• [WORK TO DO]
1 – Write down the passage of the river trip story starting with "It was a big" and going on through "in my head.", word for word.
2 – Resume the river trip story, writing on from its final sentence.

--- START OF TEXT SECTION ---

My old KaBar compared to two Mora knives

I was the only native plant lover in the group so while the others sat around camp listening to tinamous whistling in the canyons and parrots and mot-mots singing and cackling in the nearby woods, I roamed the hidden trails amazed at the jungle’s beauty.  Twice I walked up on a couple of ill-tempered fer-de-lance snakes but on both occasions I was able to skirt the vipers and keep going.  After about a week we decided to break camp and head down to a large river eight miles to the north.  Our plan was to meet up with an eccentric, blue eyed Spaniard named don Carlos who’d built a house along the river with a fishing pier and had also taken up residence with a young Indian girl named Lupita.  It took us almost a day to reach don Carlos’s dwelling, a main house built from lumber brought up the river with a covered area and large brick cheminia on one side.
When we finally trudged up to don Carlos’s compound we learned he’d acquired a motor boat from a man who’d come to fish and managed to bring the boat up river after nearly losing it at a shallow spot about twenty miles from the compound.  After fishing for nearly three weeks the man decided to call in a float plane and abandoned the large boat with instructions for don Carlos to consider the craft his own.  The boat was replete with a small cabin and a ponderous outboard motor that leaked oil and looked like it’d logged many a watery mile over the years.
          “Does this motor work?” one of my companions asked.
          “Of course it works,” don Carlos said.  “Lupita and I take it up river all the time to visit her family fifteen kilometers from here.”
          So the next day we decided to go for a boat ride and do some fishing and exploring.  But before we boarded I asked don Carlos, “Where’re the paddles in case we have any problems?”
          Don Carlos laughed and scoffed, “That’s silly.  Nothing is going to happen.  We’ll be fine.  Come on let’s go.”
          Well, I was young and had been raised to respect my elders so I didn’t say anything more and off we went the three of us with don Carlos at the helm and our four workers standing on the pier waving and saying they’d have a new camp set up by the time we returned.
          It was a big boat and the ride was comfortable as we plowed up river observing the steep hills on both sides.  At one point we neared an island and as we slowed hundreds of parrots flew skyward in a cacophony of squawks and cries that resounded back and forth against the hills.  All was beautiful, the day sunny and calm, and we were four happy men exploring a secret world.  And then the motor stopped.  Like a water skier slipping across a muddy bank the boat stalled and jerked and stood cold in the river.  I looked at don Carlos who was busy trying to restart the engine but after about fifteen minutes it became clear the motor had given up the ghost.  We were far from the man’s house and pier and had not one paddle on board to take us home.  The words “nothing is going to happen” kept bouncing around in my head.

--- END OF TEXT SECTION ---
--- START OF RECORD EXTRACTS ---

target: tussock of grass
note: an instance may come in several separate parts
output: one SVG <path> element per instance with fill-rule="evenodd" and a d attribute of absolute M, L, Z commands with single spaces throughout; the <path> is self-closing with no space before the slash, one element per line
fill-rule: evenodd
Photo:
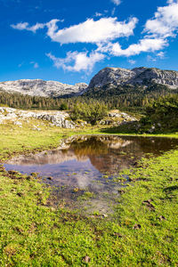
<path fill-rule="evenodd" d="M 1 125 L 2 158 L 54 146 L 63 134 L 72 134 L 40 127 L 12 131 Z M 171 151 L 128 172 L 133 182 L 118 195 L 110 221 L 54 208 L 48 189 L 36 177 L 9 174 L 1 166 L 0 265 L 176 266 L 177 158 L 178 150 Z"/>

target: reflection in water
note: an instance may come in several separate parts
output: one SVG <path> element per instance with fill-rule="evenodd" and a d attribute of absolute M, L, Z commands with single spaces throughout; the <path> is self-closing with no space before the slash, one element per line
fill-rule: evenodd
<path fill-rule="evenodd" d="M 177 145 L 178 140 L 168 138 L 74 136 L 63 140 L 57 150 L 17 157 L 4 166 L 7 170 L 27 174 L 36 172 L 43 177 L 52 176 L 53 180 L 51 183 L 54 185 L 67 186 L 68 190 L 77 187 L 87 189 L 100 198 L 101 193 L 117 193 L 118 184 L 112 182 L 112 177 L 119 171 L 134 166 L 142 157 L 149 157 L 150 154 L 158 156 Z M 106 174 L 110 182 L 103 178 Z M 67 190 L 61 194 L 69 199 Z"/>

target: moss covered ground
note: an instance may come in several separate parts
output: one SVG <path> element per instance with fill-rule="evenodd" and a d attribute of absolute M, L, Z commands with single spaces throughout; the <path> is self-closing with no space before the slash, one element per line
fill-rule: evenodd
<path fill-rule="evenodd" d="M 101 134 L 39 127 L 0 125 L 2 162 L 13 153 L 57 146 L 66 135 Z M 48 188 L 32 176 L 7 173 L 2 163 L 0 266 L 177 266 L 178 150 L 139 166 L 125 172 L 132 182 L 112 217 L 91 218 L 50 206 Z"/>

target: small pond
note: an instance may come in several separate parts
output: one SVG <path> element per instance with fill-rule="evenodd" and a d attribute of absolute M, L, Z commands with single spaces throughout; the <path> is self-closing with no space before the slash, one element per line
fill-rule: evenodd
<path fill-rule="evenodd" d="M 58 149 L 21 155 L 4 166 L 22 174 L 38 173 L 44 182 L 55 186 L 56 205 L 106 214 L 123 186 L 115 182 L 120 171 L 135 166 L 143 157 L 159 156 L 177 145 L 178 139 L 171 138 L 73 136 L 63 140 Z"/>

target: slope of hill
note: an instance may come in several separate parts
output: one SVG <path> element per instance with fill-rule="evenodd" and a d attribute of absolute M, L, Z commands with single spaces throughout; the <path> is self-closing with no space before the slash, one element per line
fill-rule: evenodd
<path fill-rule="evenodd" d="M 88 89 L 117 87 L 119 85 L 145 86 L 150 84 L 166 85 L 170 89 L 178 88 L 178 71 L 162 70 L 156 68 L 105 68 L 100 70 L 91 80 Z"/>
<path fill-rule="evenodd" d="M 0 83 L 0 90 L 6 93 L 20 93 L 31 96 L 44 97 L 80 95 L 87 86 L 85 83 L 70 85 L 56 81 L 44 81 L 41 79 L 23 79 Z"/>

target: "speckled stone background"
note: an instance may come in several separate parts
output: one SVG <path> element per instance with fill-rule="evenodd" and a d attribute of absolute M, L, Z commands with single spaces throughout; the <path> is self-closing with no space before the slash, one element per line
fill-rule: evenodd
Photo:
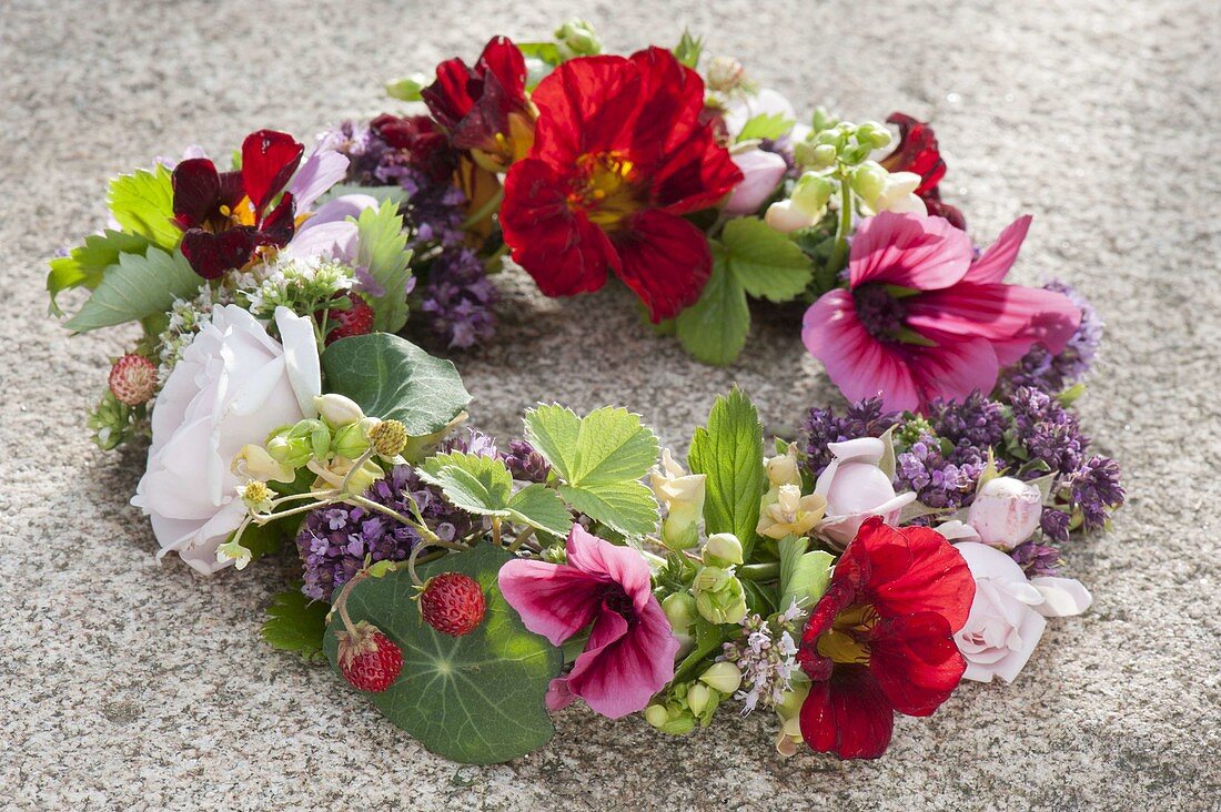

--- END OF RECORD EXTRACTS ---

• [SET OF ANSWERS]
1 –
It was a big boat and the ride was comfortable as we plowed up river observing the steep hills on both sides.  At one point we neared an island and as we slowed hundreds of parrots flew skyward in a cacophony of squawks and cries that resounded back and forth against the hills.  All was beautiful, the day sunny and calm, and we were four happy men exploring a secret world.  And then the motor stopped.  Like a water skier slipping across a muddy bank the boat stalled and jerked and stood cold in the river.  I looked at don Carlos who was busy trying to restart the engine but after about fifteen minutes it became clear the motor had given up the ghost.  We were far from the man’s house and pier and had not one paddle on board to take us home.  The words “nothing is going to happen” kept bouncing around in my head.

2 –
          We drifted in the river for a few minutes and then I turned to don Carlos and said, “I need to make a paddle from one of your benches.”  He nodded reluctantly and using my KaBar I ripped one of the boat’s two benches apart and then used the knife to fashion three crude paddles.  Five hours later with a young Woods Roamer paddling from the bow and my two companions rowing along port and starboard we moaned and groaned up alongside the pier.  Don Carlos apologized and, of course, we said, “Think nothing of it.”  But I learned a valuable lesson on that trip: Don’t listen to people who say, “Ah, don’t worry nothing is going to happen.”  Things can happen and sometimes they do and it’s best to be prepared and that’s one reason I always take along a trail knife when out in the wilds.
          The question, you might ask, is what constitutes a trail knife.  One fellow might say he needs nothing more than the folder in his pocket and another guy will never leave camp without his super custom $300 Mucho Macho—the same knife carried by Tactical Survival Expert Decker Larson on the hit survival show, Skins and Steel.
The four Indian workers who accompanied us on that long ago trek owned no knives but gladly accepted the four Columbian made 24 inch machetes we gave them along with the brand new lima.  With the mill file they put fierce edges on those long blades and went about clearing a spot for us to camp then constructed a techito made from saplings, branches and banana leaves under which we sat, ate, told lies and drank coffee.  As we walked through the jungle the four young workers were constantly whacking vines to replenish their water and on several occasions we stopped to feast on cactus fruit.  The machetes clipped the fruit off the tops of the cactus, scraped off the spines, sliced open the fruit and then one of the blades became an impromptu plate on which the pieces of fruit were laid.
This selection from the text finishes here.